Given request a:
Please print the part of the Exim bug report starting at "On Wed, 25 Oct" and ending at "no closing braces.", word for word.
START Text excerpt
On Wed, 25 Oct 2023, Exim Bugzilla via Exim-dev wrote:
https://bugs.exim.org/show_bug.cgi?id=3041
Andreas Metzler <[email protected]> changed:
What |Removed |Added
----------------------------------------------------------------------------
Resolution|INVALID |---
Status|RESOLVED |REOPENED
--- Comment #3 from Andreas Metzler <[email protected]> ---
(In reply to Jeremy Harris from comment #1)
Working as documented:
"If the option preexpand is not used, the command string is split into
individual arguments by spaces and then each argument is expanded."
So you had "${run{/usr/bin/echo" as the first argument of the
command string, and that has no closing braces.
END Text excerpt
START Rows
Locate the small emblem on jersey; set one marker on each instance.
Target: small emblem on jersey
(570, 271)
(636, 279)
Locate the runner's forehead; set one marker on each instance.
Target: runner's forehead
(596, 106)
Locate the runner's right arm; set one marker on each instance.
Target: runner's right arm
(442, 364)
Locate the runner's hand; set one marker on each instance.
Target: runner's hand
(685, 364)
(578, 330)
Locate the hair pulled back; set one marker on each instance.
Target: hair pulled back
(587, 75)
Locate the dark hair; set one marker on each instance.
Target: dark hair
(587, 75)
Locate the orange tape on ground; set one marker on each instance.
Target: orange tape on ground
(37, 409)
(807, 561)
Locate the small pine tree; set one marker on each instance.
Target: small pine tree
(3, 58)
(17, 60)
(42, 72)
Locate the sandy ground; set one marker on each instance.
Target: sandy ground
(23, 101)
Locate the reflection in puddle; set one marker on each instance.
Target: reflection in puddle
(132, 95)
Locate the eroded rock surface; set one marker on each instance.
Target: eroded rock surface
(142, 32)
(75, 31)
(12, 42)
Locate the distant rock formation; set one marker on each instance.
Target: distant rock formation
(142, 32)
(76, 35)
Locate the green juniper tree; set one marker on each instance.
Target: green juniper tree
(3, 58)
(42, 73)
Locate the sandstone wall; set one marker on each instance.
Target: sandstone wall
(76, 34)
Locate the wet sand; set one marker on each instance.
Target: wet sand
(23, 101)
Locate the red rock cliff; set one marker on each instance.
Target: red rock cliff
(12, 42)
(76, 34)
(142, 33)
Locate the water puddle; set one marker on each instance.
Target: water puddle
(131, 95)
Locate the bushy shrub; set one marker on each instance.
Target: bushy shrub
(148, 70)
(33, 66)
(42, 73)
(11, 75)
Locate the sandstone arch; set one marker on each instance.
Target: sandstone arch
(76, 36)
END Rows
Given request b:
Output the lines of the listing starting at the line that contains "Locate the bushy" and ending at the last line of the listing, reproduced without any change.

Exercise solution a:
On Wed, 25 Oct 2023, Exim Bugzilla via Exim-dev wrote:
https://bugs.exim.org/show_bug.cgi?id=3041
Andreas Metzler <[email protected]> changed:
What |Removed |Added
----------------------------------------------------------------------------
Resolution|INVALID |---
Status|RESOLVED |REOPENED
--- Comment #3 from Andreas Metzler <[email protected]> ---
(In reply to Jeremy Harris from comment #1)
Working as documented:
"If the option preexpand is not used, the command string is split into
individual arguments by spaces and then each argument is expanded."
So you had "${run{/usr/bin/echo" as the first argument of the
command string, and that has no closing braces.

Exercise solution b:
Locate the bushy shrub; set one marker on each instance.
Target: bushy shrub
(148, 70)
(33, 66)
(42, 73)
(11, 75)
Locate the sandstone arch; set one marker on each instance.
Target: sandstone arch
(76, 36)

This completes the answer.